▶ **What to work on**: Repeat the listing that follows without a single change.

▶ **Data to process**:
BEGIN

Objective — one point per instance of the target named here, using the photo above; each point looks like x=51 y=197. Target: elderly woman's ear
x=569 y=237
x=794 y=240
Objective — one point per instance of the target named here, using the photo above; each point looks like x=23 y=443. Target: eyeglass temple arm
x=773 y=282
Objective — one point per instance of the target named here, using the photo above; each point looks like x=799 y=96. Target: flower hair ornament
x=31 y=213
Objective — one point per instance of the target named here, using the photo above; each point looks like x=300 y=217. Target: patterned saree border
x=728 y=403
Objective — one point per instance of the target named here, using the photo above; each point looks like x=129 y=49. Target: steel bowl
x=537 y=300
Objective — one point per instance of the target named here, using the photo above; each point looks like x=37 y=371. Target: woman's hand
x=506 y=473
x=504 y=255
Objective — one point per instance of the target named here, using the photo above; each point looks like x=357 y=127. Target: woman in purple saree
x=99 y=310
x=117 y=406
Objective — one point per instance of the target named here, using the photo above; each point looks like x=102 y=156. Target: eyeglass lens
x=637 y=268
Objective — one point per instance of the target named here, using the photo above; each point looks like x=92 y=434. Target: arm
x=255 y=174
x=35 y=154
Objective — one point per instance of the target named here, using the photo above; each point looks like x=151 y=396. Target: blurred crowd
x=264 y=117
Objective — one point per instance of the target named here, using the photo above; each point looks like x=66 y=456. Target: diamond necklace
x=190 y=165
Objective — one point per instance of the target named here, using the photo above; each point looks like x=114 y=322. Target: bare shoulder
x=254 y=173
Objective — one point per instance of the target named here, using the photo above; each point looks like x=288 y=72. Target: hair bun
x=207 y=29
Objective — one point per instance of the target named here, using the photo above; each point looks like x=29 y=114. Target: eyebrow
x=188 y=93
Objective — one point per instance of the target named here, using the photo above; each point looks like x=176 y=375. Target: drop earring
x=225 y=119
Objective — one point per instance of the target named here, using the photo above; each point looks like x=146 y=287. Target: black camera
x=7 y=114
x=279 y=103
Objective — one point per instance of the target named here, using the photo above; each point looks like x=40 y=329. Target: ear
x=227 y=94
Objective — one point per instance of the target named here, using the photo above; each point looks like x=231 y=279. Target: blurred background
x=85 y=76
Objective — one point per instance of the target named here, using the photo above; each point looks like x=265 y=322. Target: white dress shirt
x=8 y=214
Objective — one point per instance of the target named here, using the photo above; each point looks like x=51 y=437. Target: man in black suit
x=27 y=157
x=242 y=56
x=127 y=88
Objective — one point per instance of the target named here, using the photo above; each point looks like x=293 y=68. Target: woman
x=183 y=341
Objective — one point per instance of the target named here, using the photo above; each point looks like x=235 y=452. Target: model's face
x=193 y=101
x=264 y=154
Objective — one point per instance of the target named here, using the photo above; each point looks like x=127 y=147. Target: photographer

END

▶ **Written answer**:
Objective — one point per instance of the target named here, using the photo above; each point looks like x=51 y=197. Target: elderly woman's ear
x=569 y=237
x=794 y=240
Objective — one point per instance of the target named here, using the photo above; each point looks like x=23 y=443. Target: eyeglass temple arm
x=773 y=282
Objective — one point per instance of the target named here, using the photo above; each point looks like x=799 y=96. Target: flower hair ornament
x=31 y=213
Objective — one point per instance of the target named here, using the photo above; each point looks like x=300 y=217. Target: patterned saree border
x=728 y=403
Objective — one point per instance of the target named here, using the photo above; each point looks like x=129 y=49. Target: steel bowl
x=537 y=300
Objective — one point per instance of the target named here, using the photo above; each point looks like x=37 y=371. Target: woman's hand
x=506 y=473
x=504 y=255
Objective — one point per instance of the target named here, using the photo above; each point looks like x=357 y=127. Target: woman in purple saree
x=99 y=310
x=117 y=406
Objective — one point per instance of the target named here, using the photo above; each point looks like x=102 y=156. Target: eyeglass lens
x=637 y=268
Objective — one point per instance of the target named here, using the photo above; each point looks like x=92 y=434. Target: arm
x=255 y=174
x=35 y=154
Objective — one point per instance of the target named here, using the photo above; each point looks like x=151 y=396. Target: blurred crowd
x=264 y=117
Objective — one point per instance of the target named here, using the photo above; each point looks like x=66 y=456. Target: diamond necklace
x=190 y=165
Objective — one point per instance of the target named here, using the photo above; each point looks like x=114 y=322. Target: bare shoulder
x=254 y=173
Objective — one point per instance of the target named here, using the photo above; each point looks like x=288 y=72. Target: hair bun
x=207 y=29
Objective — one point per instance of the target named here, using the photo above; each point looks like x=29 y=114. Target: eyebrow
x=188 y=93
Objective — one point per instance of the target named here, using the photo above; each point looks like x=176 y=375. Target: drop earring
x=225 y=119
Objective — one point per instance of the target named here, using the photo above; each point looks like x=146 y=287. Target: black camera
x=7 y=114
x=279 y=103
Objective — one point per instance of the target named here, using the photo above; each point looks like x=40 y=329. Target: ear
x=227 y=94
Objective — one point per instance of the target named here, using the photo above; each point looks like x=231 y=279. Target: blurred background
x=85 y=76
Objective — one point per instance of the target named here, using the photo above; each point looks like x=265 y=322. Target: white dress shirt
x=8 y=214
Objective — one point per instance of the target named here, using the photo above; each point looks like x=51 y=437. Target: man in black suit
x=27 y=157
x=242 y=56
x=127 y=88
Objective — one point per instance of the target named here, using the photo above; each point looks like x=293 y=68. Target: woman
x=183 y=341
Objective — one point per instance of the target named here, using the photo above; each point looks like x=235 y=452. Target: model's face
x=193 y=101
x=264 y=154
Objective — one point per instance of the target named here, using the photo above; each point looks like x=127 y=147. Target: photographer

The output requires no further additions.